### TASK DIRECTIONS
Please reproduce all of the data below word for word, leaving the pictures out of your answer.

### DATA FOR THIS EXERCISE
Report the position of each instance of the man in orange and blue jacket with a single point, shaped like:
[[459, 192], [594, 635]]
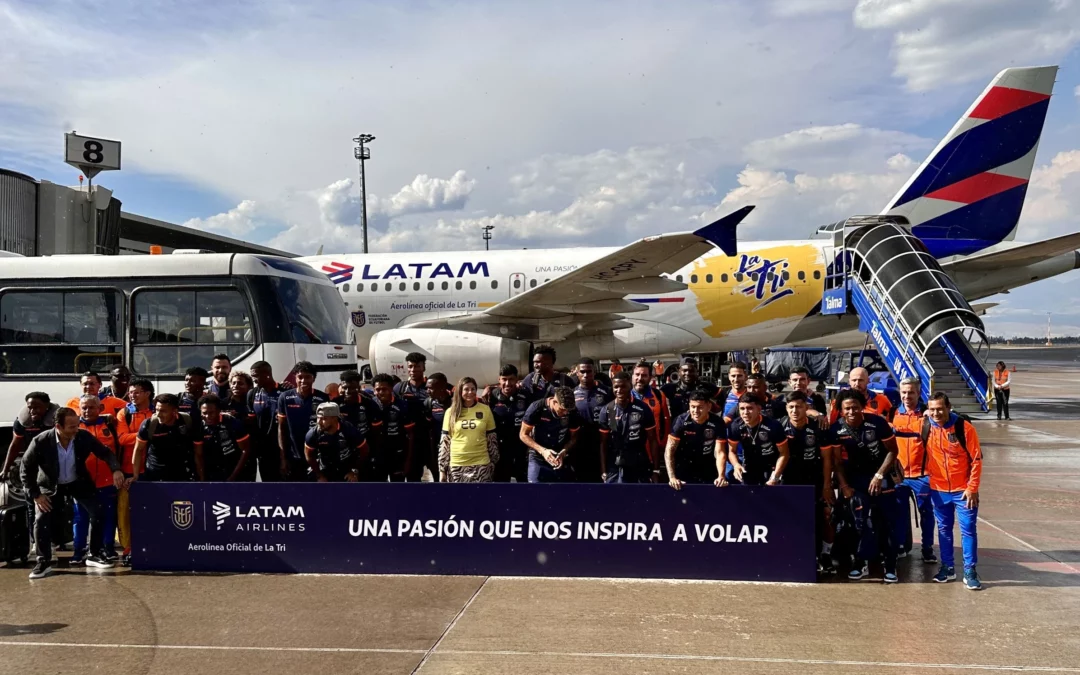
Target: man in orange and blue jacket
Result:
[[954, 461], [907, 421]]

### TASK SOLUTION
Report the position of each instance of the man in orange and blue jacket with a single point, shaped like:
[[459, 192], [594, 635]]
Target: man in orange and blue jacket
Result:
[[954, 461], [907, 421]]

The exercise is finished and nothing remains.